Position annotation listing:

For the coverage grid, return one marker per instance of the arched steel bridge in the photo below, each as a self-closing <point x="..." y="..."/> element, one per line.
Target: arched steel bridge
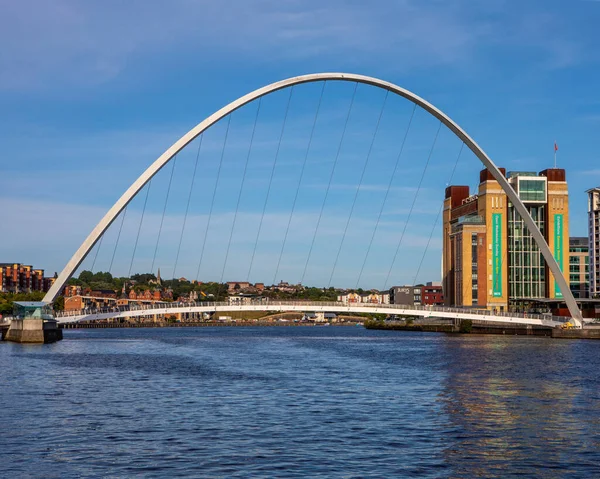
<point x="170" y="153"/>
<point x="162" y="309"/>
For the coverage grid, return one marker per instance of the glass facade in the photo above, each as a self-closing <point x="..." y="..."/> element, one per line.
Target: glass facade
<point x="527" y="272"/>
<point x="532" y="189"/>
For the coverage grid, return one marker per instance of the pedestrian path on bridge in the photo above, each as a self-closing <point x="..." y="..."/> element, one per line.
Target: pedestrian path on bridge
<point x="162" y="309"/>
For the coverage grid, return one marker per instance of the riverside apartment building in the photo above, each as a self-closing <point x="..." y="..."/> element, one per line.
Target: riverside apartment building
<point x="490" y="259"/>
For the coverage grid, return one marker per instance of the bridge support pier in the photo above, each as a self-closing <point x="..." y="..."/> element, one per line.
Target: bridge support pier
<point x="33" y="331"/>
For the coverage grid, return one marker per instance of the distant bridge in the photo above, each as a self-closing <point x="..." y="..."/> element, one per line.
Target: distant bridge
<point x="137" y="311"/>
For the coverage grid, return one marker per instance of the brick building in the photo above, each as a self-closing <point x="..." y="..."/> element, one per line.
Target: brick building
<point x="21" y="278"/>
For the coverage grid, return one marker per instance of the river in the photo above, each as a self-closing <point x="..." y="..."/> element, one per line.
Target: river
<point x="299" y="402"/>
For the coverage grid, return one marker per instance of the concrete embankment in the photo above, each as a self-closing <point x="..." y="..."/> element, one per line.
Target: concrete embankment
<point x="589" y="332"/>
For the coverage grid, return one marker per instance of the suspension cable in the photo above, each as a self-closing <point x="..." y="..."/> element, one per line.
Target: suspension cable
<point x="139" y="230"/>
<point x="212" y="203"/>
<point x="287" y="229"/>
<point x="362" y="175"/>
<point x="118" y="238"/>
<point x="163" y="215"/>
<point x="437" y="218"/>
<point x="237" y="206"/>
<point x="387" y="191"/>
<point x="329" y="184"/>
<point x="287" y="109"/>
<point x="187" y="208"/>
<point x="413" y="205"/>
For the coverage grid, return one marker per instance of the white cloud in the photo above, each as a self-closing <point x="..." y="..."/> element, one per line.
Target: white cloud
<point x="92" y="42"/>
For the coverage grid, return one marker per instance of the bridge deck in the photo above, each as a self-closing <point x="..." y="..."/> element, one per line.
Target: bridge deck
<point x="305" y="306"/>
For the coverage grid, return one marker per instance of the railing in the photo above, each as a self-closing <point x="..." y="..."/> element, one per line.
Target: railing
<point x="307" y="306"/>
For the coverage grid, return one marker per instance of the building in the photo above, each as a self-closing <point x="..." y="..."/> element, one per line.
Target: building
<point x="579" y="276"/>
<point x="594" y="240"/>
<point x="349" y="298"/>
<point x="21" y="278"/>
<point x="433" y="294"/>
<point x="237" y="286"/>
<point x="407" y="295"/>
<point x="490" y="259"/>
<point x="373" y="297"/>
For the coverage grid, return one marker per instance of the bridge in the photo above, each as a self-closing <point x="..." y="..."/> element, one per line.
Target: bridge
<point x="95" y="239"/>
<point x="151" y="310"/>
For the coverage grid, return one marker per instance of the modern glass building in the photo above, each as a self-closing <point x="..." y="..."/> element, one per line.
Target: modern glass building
<point x="579" y="267"/>
<point x="594" y="240"/>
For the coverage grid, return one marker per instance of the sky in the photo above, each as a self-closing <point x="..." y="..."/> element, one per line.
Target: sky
<point x="91" y="93"/>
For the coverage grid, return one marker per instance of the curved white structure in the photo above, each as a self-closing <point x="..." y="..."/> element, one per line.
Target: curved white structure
<point x="112" y="214"/>
<point x="319" y="306"/>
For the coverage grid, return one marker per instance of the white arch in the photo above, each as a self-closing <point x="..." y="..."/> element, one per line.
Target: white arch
<point x="162" y="160"/>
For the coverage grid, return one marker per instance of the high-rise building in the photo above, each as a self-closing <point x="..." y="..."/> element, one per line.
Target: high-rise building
<point x="490" y="259"/>
<point x="594" y="240"/>
<point x="579" y="259"/>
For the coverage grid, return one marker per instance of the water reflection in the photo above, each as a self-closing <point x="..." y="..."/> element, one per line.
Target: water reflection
<point x="514" y="404"/>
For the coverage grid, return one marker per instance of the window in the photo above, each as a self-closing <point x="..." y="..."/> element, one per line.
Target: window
<point x="532" y="190"/>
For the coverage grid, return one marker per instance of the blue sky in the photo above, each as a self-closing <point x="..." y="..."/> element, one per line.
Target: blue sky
<point x="92" y="92"/>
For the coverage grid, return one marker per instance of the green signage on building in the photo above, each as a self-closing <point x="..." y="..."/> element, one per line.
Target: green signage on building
<point x="497" y="255"/>
<point x="558" y="249"/>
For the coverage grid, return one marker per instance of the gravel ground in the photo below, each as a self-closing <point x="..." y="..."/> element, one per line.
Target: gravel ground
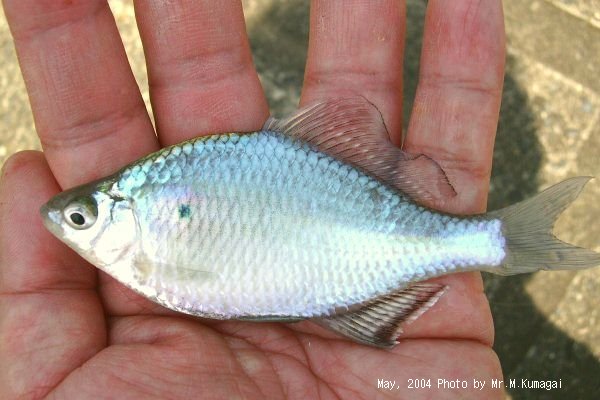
<point x="547" y="324"/>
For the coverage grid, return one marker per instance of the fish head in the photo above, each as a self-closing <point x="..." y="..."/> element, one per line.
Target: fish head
<point x="96" y="222"/>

- [Written instruction]: Quote the entire listing above word for word, leaving out the pictures.

- [Solution to this exercise]:
For the coverage grid, return one marker per instance of the arched steel bridge in the photo below, each as a self-closing <point x="..." y="..."/> element, one per line.
Target: arched steel bridge
<point x="170" y="153"/>
<point x="162" y="309"/>
For the coverage grid, return one marker per instance of the glass facade in the photo above, each as a self-closing <point x="..." y="..."/> element, one per line.
Target: glass facade
<point x="527" y="272"/>
<point x="532" y="189"/>
For the coverage grid, return one marker per instance of the pedestrian path on bridge in the photo above, each as a self-closing <point x="..." y="..."/> element, one per line.
Target: pedestrian path on bridge
<point x="162" y="309"/>
For the coverage grid, return one marker per instance of the riverside apartment building in the photo above, each as a self-closing <point x="..." y="..."/> element, one per line.
Target: riverside apartment building
<point x="490" y="259"/>
For the coverage grid, return one marker per instance of the bridge support pier in the photo above, each as a self-closing <point x="..." y="..."/> element, one per line.
Target: bridge support pier
<point x="33" y="331"/>
For the coverage grid, return one marker per instance of the distant bridge in the photo above, each as a self-closing <point x="..." y="..."/> element, one per line.
Target: distant bridge
<point x="137" y="311"/>
For the coverage grid, return one marker per instance of the brick building in the photo above, each as a self-closing <point x="..." y="..."/> element, one per line.
Target: brick building
<point x="21" y="278"/>
For the coverage grid, return one marker per instance of the river in the photo above, each as a self-closing <point x="..." y="..."/> element, one per line.
Target: river
<point x="299" y="402"/>
For the coverage grid, return one marker per instance of the concrete embankment in the photo above, each as a self-closing <point x="..." y="..."/> element, one per line.
Target: concrete embankment
<point x="589" y="332"/>
For the coverage grid, return one marker per instance of the suspension cable in the photo above, each as a self-closing <point x="..." y="..."/> element, one per line.
Target: suspension cable
<point x="139" y="230"/>
<point x="212" y="203"/>
<point x="287" y="229"/>
<point x="362" y="175"/>
<point x="118" y="238"/>
<point x="163" y="215"/>
<point x="437" y="218"/>
<point x="237" y="206"/>
<point x="387" y="191"/>
<point x="329" y="184"/>
<point x="287" y="109"/>
<point x="187" y="208"/>
<point x="413" y="205"/>
For the coverage grid, return one marker per instance of the white cloud in the photo above, each as a self-closing <point x="..." y="..."/> element, one per line.
Target: white cloud
<point x="92" y="42"/>
For the coverage grid, return one marker per instance of the bridge deck in the photo above, each as a self-closing <point x="..." y="..."/> element, one per line.
Target: bridge deck
<point x="305" y="306"/>
For the coverage grid, return one marker per instance of the railing in the photo above, each as a self-closing <point x="..." y="..."/> element, one per line.
Target: railing
<point x="307" y="306"/>
For the coverage grid, return one marker per instance of the building in the photo above, each as a self-closing <point x="..." y="..."/> element, one per line.
Target: building
<point x="579" y="276"/>
<point x="594" y="240"/>
<point x="349" y="298"/>
<point x="21" y="278"/>
<point x="433" y="294"/>
<point x="237" y="286"/>
<point x="407" y="295"/>
<point x="490" y="259"/>
<point x="373" y="297"/>
For the coverage grid, return one marker per instance of the bridge in the photo above, each as a self-closing <point x="..." y="..."/> element, one per line.
Target: bridge
<point x="95" y="239"/>
<point x="151" y="310"/>
For the coverage grid, return one marker per instance of the modern glass building in the photo above, each as a self-closing <point x="..." y="..."/> element, one per line.
Target: modern glass building
<point x="579" y="267"/>
<point x="594" y="240"/>
For the coverage grid, return one marker per instance of the sky in the photo above, each as a self-closing <point x="..." y="..."/> element, one per line.
Target: sky
<point x="91" y="93"/>
For the coverage grid, return one marker per instance of the curved white structure in the photo above, each as a self-closing <point x="..." y="..."/> element, one per line.
Target: curved white structure
<point x="112" y="214"/>
<point x="319" y="306"/>
For the coverage grid, return one marker per instance of the white arch in the photo above, each as a self-closing <point x="..." y="..."/> element, one per line.
Target: white arch
<point x="162" y="160"/>
For the coverage grid, return one marker per instance of the high-rise building in the photo above, each as a self-closing <point x="..." y="..."/> element, one per line.
Target: high-rise building
<point x="490" y="259"/>
<point x="594" y="240"/>
<point x="579" y="259"/>
For the coverage grid, return one marker per instance of the water reflection in the photo above, each as a self-closing <point x="..." y="..."/> element, one per line.
Target: water reflection
<point x="514" y="404"/>
For the coverage grid, return one marker per instance of the window in the photo above, each as a self-closing <point x="..." y="..."/> element, one per line.
Target: window
<point x="532" y="190"/>
For the coverage grid, return one marker per instance of the blue sky in the photo above, each as a self-closing <point x="..." y="..."/> element, one per line.
Target: blue sky
<point x="92" y="92"/>
For the coverage grid, return one marker per instance of the green signage on building in the photo above, each as a self-closing <point x="..." y="..."/> element, one per line.
Target: green signage on building
<point x="497" y="255"/>
<point x="558" y="249"/>
For the coverage grid, return one marker per instance of the gravel ground in the photo below, each as a self-closing <point x="..." y="..."/> element, one per line.
Target: gravel ground
<point x="547" y="324"/>
For the coverage grid, return one marker per instance of the fish head in the photo above, each as a self-closing <point x="..." y="..."/> element, one per line.
Target: fish head
<point x="96" y="222"/>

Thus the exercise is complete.